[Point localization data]
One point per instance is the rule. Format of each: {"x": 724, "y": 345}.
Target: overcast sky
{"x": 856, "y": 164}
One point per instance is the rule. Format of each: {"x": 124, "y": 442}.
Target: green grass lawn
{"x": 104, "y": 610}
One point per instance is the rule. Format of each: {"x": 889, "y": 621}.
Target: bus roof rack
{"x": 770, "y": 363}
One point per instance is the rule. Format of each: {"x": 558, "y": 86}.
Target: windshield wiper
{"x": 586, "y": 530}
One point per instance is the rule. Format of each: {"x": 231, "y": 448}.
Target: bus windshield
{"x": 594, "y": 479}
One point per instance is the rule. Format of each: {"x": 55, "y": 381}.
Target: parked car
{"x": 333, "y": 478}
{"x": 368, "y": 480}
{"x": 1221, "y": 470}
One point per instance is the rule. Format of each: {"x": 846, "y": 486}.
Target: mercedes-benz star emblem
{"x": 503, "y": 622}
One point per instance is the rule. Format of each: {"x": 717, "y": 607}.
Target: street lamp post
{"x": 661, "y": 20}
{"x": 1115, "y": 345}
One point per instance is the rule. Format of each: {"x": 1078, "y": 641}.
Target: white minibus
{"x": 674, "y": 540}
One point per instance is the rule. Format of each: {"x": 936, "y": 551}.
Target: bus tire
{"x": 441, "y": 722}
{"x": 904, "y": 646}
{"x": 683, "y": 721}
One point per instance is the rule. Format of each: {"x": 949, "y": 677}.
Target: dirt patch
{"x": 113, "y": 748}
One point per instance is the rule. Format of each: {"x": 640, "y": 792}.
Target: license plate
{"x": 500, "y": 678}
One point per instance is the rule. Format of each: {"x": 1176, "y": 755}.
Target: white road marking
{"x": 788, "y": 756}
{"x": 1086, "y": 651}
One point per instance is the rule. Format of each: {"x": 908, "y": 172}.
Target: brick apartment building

- _Assignment_:
The entries above, copied exactly, form the whole answer.

- _Task solution_:
One point per instance is the rule. Format of each: {"x": 724, "y": 345}.
Target: overcast sky
{"x": 856, "y": 164}
One point per instance is the rule. Format of each: {"x": 124, "y": 442}.
Target: green grass lawn
{"x": 104, "y": 610}
One point per instance is the rule. Format of each: {"x": 889, "y": 621}.
Target: bus roof rack
{"x": 770, "y": 363}
One point per instance is the rule. Format of each: {"x": 558, "y": 86}.
Target: windshield wiper
{"x": 586, "y": 530}
One point per instance is the rule. Format of each: {"x": 231, "y": 448}.
Target: bus windshield
{"x": 594, "y": 479}
One point per instance is the rule. Format of each: {"x": 55, "y": 381}.
Target: parked car
{"x": 333, "y": 478}
{"x": 368, "y": 480}
{"x": 1221, "y": 470}
One point per instance is the rule. Format of each: {"x": 846, "y": 486}.
Target: mercedes-benz star emblem
{"x": 503, "y": 622}
One point per instance is the rule. Format of each: {"x": 717, "y": 607}.
Target: street lamp post
{"x": 661, "y": 20}
{"x": 1115, "y": 345}
One point per instance is the rule. Format of each: {"x": 1078, "y": 641}.
Target: white minibus
{"x": 674, "y": 540}
One point per instance is the rule. Format of each: {"x": 936, "y": 551}.
Target: bus tire
{"x": 441, "y": 722}
{"x": 904, "y": 646}
{"x": 683, "y": 721}
One point per instance is the rule. Format of each: {"x": 949, "y": 677}.
Target: dirt patch
{"x": 113, "y": 748}
One point per instance is the rule. Format of each: {"x": 640, "y": 792}.
Target: license plate
{"x": 500, "y": 678}
One point per instance is the rule. Format of each: {"x": 1176, "y": 755}.
Target: white road marking
{"x": 788, "y": 756}
{"x": 1086, "y": 651}
One point per instance is the rule. Format of each: {"x": 908, "y": 172}.
Target: brick apartment building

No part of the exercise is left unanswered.